------ PAGE TEXT ------

I sadly have no evidence this ever occurs, but seeing the issue in the
bug, my assumption is that the hardware simply overwrites the buffer
with it's internal string representation which might be NUL terminated.

in that case i can imagine a codepath not prefilling the buffer with
spaces, leading to e.g. first writing:

'FOOBAR\0'

and afterwards

'FOO\0'

which would lead to 'FOO\0AR\0'. in this case we should only use 'FOO'..


> 
> maybe it would be safer to trim_end_matches using \0 and ' ', and then
> assert the result doesn't have any bytes outside of the specified range,
> and only then convert to a string?
> 
> what do other implementations accept here/how do they handle this?

The only implementation i know of is in mtx, which looks like this:

---
void copy_barcode(unsigned char *src, unsigned char *dest)
{
         int i;

         for (i=0; i < 36; i++)
         {
                 *dest = *src++;

                 if ((*dest < 32) || (*dest > 127))

------ RECORDED INFORMATION ------

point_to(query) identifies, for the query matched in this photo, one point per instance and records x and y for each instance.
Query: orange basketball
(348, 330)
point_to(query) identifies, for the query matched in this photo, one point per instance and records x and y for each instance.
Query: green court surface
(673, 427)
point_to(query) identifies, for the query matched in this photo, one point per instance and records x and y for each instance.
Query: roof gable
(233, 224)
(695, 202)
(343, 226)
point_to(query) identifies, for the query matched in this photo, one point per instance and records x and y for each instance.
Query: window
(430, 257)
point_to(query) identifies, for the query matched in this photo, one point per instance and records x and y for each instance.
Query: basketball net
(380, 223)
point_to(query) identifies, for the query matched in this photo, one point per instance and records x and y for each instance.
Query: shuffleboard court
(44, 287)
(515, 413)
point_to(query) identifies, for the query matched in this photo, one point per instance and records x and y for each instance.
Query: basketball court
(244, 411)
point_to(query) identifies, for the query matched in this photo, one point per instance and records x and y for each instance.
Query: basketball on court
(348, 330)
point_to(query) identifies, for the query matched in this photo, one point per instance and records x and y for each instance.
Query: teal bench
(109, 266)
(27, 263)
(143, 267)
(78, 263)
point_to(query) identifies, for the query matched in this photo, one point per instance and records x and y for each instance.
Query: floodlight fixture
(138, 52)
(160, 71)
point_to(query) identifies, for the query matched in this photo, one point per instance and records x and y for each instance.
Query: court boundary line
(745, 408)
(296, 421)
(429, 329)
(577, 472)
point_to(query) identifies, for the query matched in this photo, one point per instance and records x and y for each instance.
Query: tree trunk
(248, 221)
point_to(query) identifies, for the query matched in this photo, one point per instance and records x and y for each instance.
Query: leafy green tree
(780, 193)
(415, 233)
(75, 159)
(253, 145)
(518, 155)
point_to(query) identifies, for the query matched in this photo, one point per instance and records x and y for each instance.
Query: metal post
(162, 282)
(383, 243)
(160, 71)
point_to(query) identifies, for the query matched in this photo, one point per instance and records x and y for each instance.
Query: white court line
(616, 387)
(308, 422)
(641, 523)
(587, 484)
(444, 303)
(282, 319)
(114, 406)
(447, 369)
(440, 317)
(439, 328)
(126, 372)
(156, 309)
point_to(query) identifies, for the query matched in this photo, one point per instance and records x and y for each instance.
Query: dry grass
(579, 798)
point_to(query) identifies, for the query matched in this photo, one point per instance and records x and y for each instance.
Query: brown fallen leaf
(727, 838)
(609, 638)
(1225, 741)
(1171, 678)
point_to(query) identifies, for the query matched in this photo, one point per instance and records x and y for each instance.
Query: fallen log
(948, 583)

------

-- THE EXERCISE --
Print the part of the barcode buffer discussion between "and afterwards" and "to a string?", inclusive.

-- TASK RESPONSE --
and afterwards

'FOO\0'

which would lead to 'FOO\0AR\0'. in this case we should only use 'FOO'..


> 
> maybe it would be safer to trim_end_matches using \0 and ' ', and then
> assert the result doesn't have any bytes outside of the specified range,
> and only then convert to a string?